- [Trecho fornecido]
* * * * * * *

É preciso ainda lembrar que nesses anos iniciais a Administração Municipal esteve fortemente envolvida com a intervenção nas empresas privadas de transporte coletivo, uma prioridade afirmada durante a campanha eleitoral de 1988, como forma de garantir o interesse público, a qualidade do serviço e a retomada do controle na política de mobilidade. Todavia, nas reuniões do OP, o transporte coletivo não foi apontado como prioridade, e sim os temas de infraestrutura urbana, como saneamento básico, habitação e pavimentação. Essas três áreas foram as mais priorizadas na história do OP, indicando a carência de infraestrutura básica de parcelas dos territórios da cidade. Posteriormente, foram acrescidos os temas das políticas sociais, com saúde, educação e assistência social.
Quais foram as inspirações para o OP, tanto de práticas anteriores quanto de diretrizes políticas?
A verdade é que o ideário participativo da Frente Popular (PT-PCB) se mostrou inadequado diante da realidade de administrar uma cidade capitalista de mais de um milhão de habitantes e com vasto déficit de bem-estar urbano, acumulado durante a urbanização excludente que ocorreu a partir dos anos 1950 no país. Os dois partidos ainda pensavam nos termos da estratégia leninista do duplo poder, que assentada na realidade de uma revolução explosiva, presumia construir um poder popular paralelo ao Estado existente. Era o imaginário dos “soviets”, da revolução Russa ou o da Comuna de Paris, que entretanto não podiam ser transpostos mecanicamente para nossa realidade.
O banho de realidade foi grande, mas suficiente para obrigar tanto o governo como os atores sociais das regiões a mudar a estratégia do duplo poder para o objetivo da democratização do Estado, por meio da participação popular nas decisões da aplicação dos recursos públicos, que é a espinha dorsal de qualquer Estado. Isso significou, na prática, uma estratégia de disputa de hegemonia na cidade, mais próxima das leituras ocidentais oferecidas pela teoria gramsciana. Ou seja, as experiências anteriores de esquerda que eram conhecidas e pensadas serviram muito pouco para orientar a prática de governo. Entretanto, prevaleceu a convicção quanto ao firme propósito em abrir o Estado para as classes populares e construir uma forma de democracia participativa capaz de colocar os setores populares como sujeitos de direitos no processo decisório de ocupação e uso da cidade.

* * * * * * *

- [Dados apresentados]
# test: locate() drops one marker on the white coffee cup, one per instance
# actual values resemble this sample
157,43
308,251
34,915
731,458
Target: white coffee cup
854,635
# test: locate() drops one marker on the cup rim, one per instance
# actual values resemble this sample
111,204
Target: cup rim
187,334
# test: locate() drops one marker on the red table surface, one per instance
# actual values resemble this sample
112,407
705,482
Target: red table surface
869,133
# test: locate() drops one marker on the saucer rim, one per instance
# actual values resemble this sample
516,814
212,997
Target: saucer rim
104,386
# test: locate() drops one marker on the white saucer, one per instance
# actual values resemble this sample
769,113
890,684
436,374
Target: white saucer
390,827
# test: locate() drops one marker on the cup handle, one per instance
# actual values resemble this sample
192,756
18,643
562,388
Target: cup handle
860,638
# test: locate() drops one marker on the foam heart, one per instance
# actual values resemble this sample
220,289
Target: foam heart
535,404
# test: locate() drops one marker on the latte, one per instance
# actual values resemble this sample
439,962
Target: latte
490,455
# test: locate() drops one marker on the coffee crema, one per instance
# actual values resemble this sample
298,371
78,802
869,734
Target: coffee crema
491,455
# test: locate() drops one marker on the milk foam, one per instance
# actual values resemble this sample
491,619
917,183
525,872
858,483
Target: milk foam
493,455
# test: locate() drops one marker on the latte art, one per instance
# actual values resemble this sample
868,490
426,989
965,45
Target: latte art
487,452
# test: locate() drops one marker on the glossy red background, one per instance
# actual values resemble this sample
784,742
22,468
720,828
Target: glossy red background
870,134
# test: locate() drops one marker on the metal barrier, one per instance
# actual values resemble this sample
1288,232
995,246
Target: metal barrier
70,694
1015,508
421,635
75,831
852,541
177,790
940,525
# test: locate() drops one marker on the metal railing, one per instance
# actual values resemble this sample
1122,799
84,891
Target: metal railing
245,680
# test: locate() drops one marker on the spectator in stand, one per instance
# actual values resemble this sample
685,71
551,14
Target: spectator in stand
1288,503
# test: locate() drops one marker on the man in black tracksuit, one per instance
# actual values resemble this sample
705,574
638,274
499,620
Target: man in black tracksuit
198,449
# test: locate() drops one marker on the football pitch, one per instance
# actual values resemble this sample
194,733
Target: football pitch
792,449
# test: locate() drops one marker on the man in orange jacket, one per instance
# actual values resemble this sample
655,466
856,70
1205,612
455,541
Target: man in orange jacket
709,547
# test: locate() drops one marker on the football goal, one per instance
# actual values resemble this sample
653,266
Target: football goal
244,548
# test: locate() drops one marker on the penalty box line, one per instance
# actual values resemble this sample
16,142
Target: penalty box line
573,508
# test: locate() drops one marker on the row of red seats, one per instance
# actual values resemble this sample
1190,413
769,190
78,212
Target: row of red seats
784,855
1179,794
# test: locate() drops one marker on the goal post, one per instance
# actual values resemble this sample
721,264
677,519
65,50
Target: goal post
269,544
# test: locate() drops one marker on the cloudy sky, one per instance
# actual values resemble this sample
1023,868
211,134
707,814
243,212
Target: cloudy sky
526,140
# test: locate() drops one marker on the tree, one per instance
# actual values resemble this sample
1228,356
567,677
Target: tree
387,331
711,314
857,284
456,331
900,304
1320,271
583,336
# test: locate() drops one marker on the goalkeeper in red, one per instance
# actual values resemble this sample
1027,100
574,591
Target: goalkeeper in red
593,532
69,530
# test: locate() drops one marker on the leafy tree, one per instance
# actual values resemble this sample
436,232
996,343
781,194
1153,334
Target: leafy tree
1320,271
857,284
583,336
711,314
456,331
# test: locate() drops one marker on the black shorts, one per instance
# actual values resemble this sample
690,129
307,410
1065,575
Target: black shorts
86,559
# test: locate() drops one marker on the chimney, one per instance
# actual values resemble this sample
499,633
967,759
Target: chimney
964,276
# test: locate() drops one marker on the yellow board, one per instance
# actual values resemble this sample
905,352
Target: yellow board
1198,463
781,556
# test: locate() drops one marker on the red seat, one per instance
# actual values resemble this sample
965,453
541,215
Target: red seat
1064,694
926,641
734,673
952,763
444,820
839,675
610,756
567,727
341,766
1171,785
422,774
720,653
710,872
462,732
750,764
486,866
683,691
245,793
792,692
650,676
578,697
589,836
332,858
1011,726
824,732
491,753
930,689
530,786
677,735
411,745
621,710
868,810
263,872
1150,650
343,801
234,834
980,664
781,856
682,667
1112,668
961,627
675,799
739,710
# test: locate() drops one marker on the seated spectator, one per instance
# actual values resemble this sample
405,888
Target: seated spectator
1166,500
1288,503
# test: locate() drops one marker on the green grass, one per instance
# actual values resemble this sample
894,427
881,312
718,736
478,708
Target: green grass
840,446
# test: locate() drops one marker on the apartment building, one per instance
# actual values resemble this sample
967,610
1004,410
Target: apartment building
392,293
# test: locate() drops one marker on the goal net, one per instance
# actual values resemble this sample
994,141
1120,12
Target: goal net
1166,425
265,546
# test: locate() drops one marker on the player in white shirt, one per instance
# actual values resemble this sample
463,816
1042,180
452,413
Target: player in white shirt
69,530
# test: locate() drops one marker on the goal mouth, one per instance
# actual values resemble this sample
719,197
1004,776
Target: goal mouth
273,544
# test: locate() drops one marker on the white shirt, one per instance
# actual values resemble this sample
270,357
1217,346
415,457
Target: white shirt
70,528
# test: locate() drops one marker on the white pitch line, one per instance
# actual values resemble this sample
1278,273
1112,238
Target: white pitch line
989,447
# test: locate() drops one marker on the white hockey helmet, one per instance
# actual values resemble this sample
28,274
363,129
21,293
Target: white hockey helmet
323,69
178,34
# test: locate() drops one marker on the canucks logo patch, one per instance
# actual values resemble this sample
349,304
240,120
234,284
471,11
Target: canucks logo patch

* * * * * * *

- [Problemas e tarefas]
a: Responda a estas perguntas sobre o trecho fornecido:
(i) Quais temas de infraestrutura urbana foram apontados como prioridade nas reuniões do OP?
(ii) Em qual campanha eleitoral a intervenção nas empresas privadas de transporte coletivo foi afirmada como prioridade?
(iii) De qual teoria a estratégia de disputa de hegemonia na cidade estava mais próxima?
b: Liste todos os temas das políticas sociais que, segundo o trecho fornecido, foram acrescidos posteriormente às prioridades do OP.
c: Reproduza do trecho fornecido a parte que se inicia nas palavras que contêm "É preciso ainda" e vai até "de diretrizes políticas?".

- [Respostas por tarefa]
a:
(i) Saneamento básico, habitação e pavimentação.
(ii) Na campanha eleitoral de 1988.
(iii) Da teoria gramsciana.

b: Saúde, educação e assistência social.

c:
É preciso ainda lembrar que nesses anos iniciais a Administração Municipal esteve fortemente envolvida com a intervenção nas empresas privadas de transporte coletivo, uma prioridade afirmada durante a campanha eleitoral de 1988, como forma de garantir o interesse público, a qualidade do serviço e a retomada do controle na política de mobilidade. Todavia, nas reuniões do OP, o transporte coletivo não foi apontado como prioridade, e sim os temas de infraestrutura urbana, como saneamento básico, habitação e pavimentação. Essas três áreas foram as mais priorizadas na história do OP, indicando a carência de infraestrutura básica de parcelas dos territórios da cidade. Posteriormente, foram acrescidos os temas das políticas sociais, com saúde, educação e assistência social.
Quais foram as inspirações para o OP, tanto de práticas anteriores quanto de diretrizes políticas?